### SET PROBLEM
Copy the records below, swapping every "trail-cam" for "game-camera" and keeping everything else the same.

┌────────

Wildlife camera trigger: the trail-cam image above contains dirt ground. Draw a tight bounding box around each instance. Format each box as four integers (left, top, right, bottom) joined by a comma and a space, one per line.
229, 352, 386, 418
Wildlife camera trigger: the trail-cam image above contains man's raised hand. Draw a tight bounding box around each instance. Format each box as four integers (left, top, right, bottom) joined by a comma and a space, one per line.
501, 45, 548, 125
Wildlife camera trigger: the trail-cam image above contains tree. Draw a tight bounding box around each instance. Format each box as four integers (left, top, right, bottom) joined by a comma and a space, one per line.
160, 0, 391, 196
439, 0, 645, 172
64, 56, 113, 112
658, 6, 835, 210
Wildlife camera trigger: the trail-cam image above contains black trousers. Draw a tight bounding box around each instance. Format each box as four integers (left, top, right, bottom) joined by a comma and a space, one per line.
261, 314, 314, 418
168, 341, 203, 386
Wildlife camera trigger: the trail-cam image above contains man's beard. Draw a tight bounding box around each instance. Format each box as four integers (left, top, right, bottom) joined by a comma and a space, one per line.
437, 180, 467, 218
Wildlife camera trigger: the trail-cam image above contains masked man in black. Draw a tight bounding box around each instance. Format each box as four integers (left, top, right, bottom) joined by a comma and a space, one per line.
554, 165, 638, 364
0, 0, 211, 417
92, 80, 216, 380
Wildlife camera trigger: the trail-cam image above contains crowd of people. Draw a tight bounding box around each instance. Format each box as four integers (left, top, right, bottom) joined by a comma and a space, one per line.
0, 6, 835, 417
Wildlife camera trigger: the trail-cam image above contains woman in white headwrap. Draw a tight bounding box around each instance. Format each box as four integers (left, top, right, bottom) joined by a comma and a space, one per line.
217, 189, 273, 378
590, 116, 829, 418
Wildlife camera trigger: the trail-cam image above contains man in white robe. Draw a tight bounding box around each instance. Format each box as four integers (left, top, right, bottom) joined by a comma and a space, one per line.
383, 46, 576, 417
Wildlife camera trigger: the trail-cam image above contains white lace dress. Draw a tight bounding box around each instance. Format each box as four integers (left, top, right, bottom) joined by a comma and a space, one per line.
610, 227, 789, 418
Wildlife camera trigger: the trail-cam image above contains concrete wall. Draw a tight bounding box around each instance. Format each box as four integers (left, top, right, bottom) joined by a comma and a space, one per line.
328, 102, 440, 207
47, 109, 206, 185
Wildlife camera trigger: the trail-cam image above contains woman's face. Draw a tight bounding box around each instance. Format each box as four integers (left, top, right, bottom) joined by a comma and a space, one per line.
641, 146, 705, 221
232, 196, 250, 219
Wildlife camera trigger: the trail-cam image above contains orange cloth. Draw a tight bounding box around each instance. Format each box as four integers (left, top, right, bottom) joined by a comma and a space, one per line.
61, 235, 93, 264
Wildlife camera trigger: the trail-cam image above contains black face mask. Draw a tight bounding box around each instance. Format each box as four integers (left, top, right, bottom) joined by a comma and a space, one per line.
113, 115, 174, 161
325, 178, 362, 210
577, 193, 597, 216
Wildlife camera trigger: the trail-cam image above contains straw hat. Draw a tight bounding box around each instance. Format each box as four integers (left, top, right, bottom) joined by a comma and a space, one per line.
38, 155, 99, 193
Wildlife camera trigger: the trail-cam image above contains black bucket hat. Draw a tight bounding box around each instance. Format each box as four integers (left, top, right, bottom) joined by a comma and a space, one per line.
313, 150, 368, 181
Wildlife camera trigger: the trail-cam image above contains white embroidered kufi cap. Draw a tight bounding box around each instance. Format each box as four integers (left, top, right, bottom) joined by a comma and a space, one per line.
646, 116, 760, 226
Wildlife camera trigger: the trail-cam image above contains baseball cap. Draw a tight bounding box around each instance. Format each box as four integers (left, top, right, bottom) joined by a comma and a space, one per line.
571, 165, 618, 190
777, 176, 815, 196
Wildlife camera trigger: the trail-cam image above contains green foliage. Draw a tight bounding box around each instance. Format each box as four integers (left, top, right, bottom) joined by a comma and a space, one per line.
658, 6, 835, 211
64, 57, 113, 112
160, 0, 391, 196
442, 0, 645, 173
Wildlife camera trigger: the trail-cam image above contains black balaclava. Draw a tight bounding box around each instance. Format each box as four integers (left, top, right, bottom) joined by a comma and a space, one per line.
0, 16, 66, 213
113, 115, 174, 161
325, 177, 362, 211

└────────

### TASK RESULT
Wildlife camera trigger: the game-camera image above contains dirt ground. Draw a tight bounding box around each instance. Format each box as four integers (left, top, right, bottom) joined by a comma and a space, one per line.
229, 352, 386, 418
Wildlife camera trigger: the game-camera image above contains man's raised hand. Draw a tight bounding box around each instance. Format each box as four integers (left, top, right, bottom) joined by a comma and a space, one per line.
501, 45, 548, 125
Wildlife camera trigger: the game-camera image above contains tree. Draw a tight bounding box around each instance. Format each box as four integers (left, top, right, bottom) joined by a comma and a space, one per line.
160, 0, 391, 196
439, 0, 645, 172
64, 56, 113, 112
658, 6, 835, 210
Wildlife camera trigger: the game-camera image above contains black trousers. Draw a tight bounding box around each instance. Format each box as four integers (left, top, right, bottom) joined by a comma and a space, one per line.
261, 314, 314, 418
168, 341, 203, 386
Wildlife camera trigger: the game-camera image above contains man's beard. Draw a tight bounding box around each instance. Format each box as four integers (left, top, right, bottom) joined by a comma and a space, one per line.
437, 180, 467, 218
Wildlife camera trigger: the game-camera image above contains masked man in black. Draw a tight bounding box around each instance. Format each box as four integers (left, top, right, bottom) joined by a comma and a space, one per line.
554, 165, 638, 364
0, 0, 211, 417
92, 80, 216, 380
Wildlife camera trigger: the game-camera image above contains crowd of people. Draw a tight bounding box around each instance. Format each box as four integers (left, top, right, bottom) joined by a comma and a space, one per line.
0, 6, 835, 417
Wildlife camera trigger: the game-camera image above contains woman in white headwrap. Draw a tight bounding box around each instance. Format each box as four integers (left, top, right, bottom) joined by a comma and a space, one per line.
217, 189, 273, 378
590, 116, 829, 418
Wildlife camera trigger: the game-camera image above contains man in white robe. Draw a tight bounding box around each instance. Format each box as four integers (left, top, right, bottom) joined by a comma and a space, one per line.
383, 46, 576, 417
Wildlife camera trigger: the game-camera image above contains white lace dress. Draw a tight bounding box around each instance. Format each box as four integers (left, top, right, bottom) joined by a comma and a space, one per line.
610, 227, 789, 418
Wildlife camera trigger: the game-camera image above contains concrete wall. Draw a tight bounding box around each instance. Format each box as four integers (left, top, right, bottom) joined by a comma and a space, one per line.
328, 102, 440, 207
47, 109, 206, 185
Wildlife camera trigger: the game-camera image above contains woman's face. Draw a tight bounding box around each instance. Format each box as four integers (left, top, right, bottom) joined by a comma and a space, one per line.
641, 146, 705, 221
232, 196, 250, 219
Wildlife camera trigger: the game-camera image above contains orange cloth. Draw a tight bounding box around each instance. Format each box as four integers (left, top, right, bottom) joined by a comma and a space, one per line.
61, 235, 93, 264
Wildlife camera trigger: the game-camera image above contains black face mask. Draw a tight bounding box around each instance. Format each box as four integers (left, top, right, bottom) joined by a comma and a space, one per line.
113, 115, 174, 161
325, 178, 362, 210
577, 193, 597, 216
Wildlife camera trigger: the game-camera image above contains straw hat. Draw a tight bounding box around each instance. Format each box as four integers (left, top, right, bottom) joined by a comma and a space, one per line.
38, 155, 99, 193
Wildlife camera trigger: the game-camera image above contains black bucket hat. Draw a tight bounding box around each instance. Format each box as four integers (left, top, right, bottom) joined by a comma and a space, one per line.
313, 150, 368, 181
Wildlife camera trigger: the game-camera image above contains white embroidered kufi cap. Draw a tight bounding box around each instance. Format each box as four integers (left, top, right, bottom) joined by a comma and a space, one per line.
646, 116, 760, 226
Wildlife camera trigger: the game-camera image above contains baseball cap. Draw a tight bounding box around each instance. Format each box as four integers (left, top, right, bottom) joined by a comma and a space, one per line.
571, 165, 618, 190
777, 176, 815, 196
Wildlife camera trigger: the game-camera image above contains green foliage. Draw a tight bounding box around each instance. Format each box as four integers (left, top, right, bottom) joined by a comma and a space, one per line.
658, 6, 835, 211
64, 57, 113, 112
160, 0, 391, 196
442, 0, 645, 173
Wildlife camera trigger: the game-camera image above contains black balaclava. Draw a tight bounding box around each instance. Format each box as four integers (left, top, right, bottom) joined by a comma and a space, one per line.
0, 16, 66, 213
113, 115, 174, 161
325, 177, 362, 211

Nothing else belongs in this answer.